*** Opening of EXTRACTED RECORDS ***

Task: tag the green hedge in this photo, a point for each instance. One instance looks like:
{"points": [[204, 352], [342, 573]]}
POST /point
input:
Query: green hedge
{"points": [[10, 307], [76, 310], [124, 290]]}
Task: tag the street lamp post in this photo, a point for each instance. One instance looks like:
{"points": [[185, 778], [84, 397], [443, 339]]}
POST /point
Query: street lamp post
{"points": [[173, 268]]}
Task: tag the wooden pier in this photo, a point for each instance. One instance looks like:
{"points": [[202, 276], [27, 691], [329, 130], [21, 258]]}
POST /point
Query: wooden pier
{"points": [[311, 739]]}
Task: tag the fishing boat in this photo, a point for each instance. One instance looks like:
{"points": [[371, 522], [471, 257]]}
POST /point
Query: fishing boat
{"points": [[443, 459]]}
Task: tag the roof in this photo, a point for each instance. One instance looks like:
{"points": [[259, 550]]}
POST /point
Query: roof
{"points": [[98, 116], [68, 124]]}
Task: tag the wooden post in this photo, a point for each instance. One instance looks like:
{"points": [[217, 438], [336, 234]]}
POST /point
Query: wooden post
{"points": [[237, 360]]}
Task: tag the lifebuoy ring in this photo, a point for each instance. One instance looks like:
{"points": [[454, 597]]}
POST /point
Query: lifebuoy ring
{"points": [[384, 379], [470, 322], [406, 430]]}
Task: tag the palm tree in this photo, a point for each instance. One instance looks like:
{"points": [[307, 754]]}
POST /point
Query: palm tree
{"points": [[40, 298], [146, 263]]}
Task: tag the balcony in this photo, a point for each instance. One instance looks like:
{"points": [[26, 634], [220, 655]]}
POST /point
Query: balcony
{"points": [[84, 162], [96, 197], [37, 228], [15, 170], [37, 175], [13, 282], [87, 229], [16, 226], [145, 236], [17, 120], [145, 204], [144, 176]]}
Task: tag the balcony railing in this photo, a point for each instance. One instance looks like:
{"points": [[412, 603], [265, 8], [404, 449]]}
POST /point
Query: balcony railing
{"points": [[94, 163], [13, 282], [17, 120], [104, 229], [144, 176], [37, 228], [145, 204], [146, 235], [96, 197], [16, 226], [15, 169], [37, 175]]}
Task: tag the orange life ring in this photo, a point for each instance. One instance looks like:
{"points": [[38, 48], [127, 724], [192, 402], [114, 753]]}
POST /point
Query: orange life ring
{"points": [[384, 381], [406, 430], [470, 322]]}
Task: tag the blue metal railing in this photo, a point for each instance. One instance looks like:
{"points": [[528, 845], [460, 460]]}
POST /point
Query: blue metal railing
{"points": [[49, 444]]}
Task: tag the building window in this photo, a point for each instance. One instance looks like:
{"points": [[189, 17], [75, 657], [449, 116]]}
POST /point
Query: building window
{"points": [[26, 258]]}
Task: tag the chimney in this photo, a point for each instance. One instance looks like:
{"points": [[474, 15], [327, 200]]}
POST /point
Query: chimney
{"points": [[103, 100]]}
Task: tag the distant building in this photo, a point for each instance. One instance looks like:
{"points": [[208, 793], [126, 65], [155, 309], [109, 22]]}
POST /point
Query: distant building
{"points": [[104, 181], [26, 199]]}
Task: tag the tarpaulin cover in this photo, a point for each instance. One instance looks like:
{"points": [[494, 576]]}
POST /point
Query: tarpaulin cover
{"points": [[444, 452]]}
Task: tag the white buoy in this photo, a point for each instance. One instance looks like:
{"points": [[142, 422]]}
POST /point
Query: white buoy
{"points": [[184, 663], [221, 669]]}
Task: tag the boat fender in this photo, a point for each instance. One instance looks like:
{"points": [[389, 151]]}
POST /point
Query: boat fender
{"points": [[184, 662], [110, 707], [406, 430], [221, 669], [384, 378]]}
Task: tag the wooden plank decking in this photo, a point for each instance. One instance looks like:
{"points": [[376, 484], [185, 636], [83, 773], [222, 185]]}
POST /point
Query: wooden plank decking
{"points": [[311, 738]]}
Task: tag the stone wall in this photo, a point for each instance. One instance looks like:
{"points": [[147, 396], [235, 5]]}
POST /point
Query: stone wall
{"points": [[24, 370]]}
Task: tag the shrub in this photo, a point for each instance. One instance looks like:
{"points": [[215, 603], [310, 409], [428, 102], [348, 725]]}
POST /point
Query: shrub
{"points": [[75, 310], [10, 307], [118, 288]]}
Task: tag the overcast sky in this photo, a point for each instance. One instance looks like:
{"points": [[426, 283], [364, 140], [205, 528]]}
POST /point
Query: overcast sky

*** Close of EXTRACTED RECORDS ***

- _PROBLEM DETAILS_: All lines above containing the string "overcast" are to be collected.

- _TASK RESPONSE_:
Task: tag the overcast sky in this photo, a point for each instance. One instance looks like:
Query: overcast sky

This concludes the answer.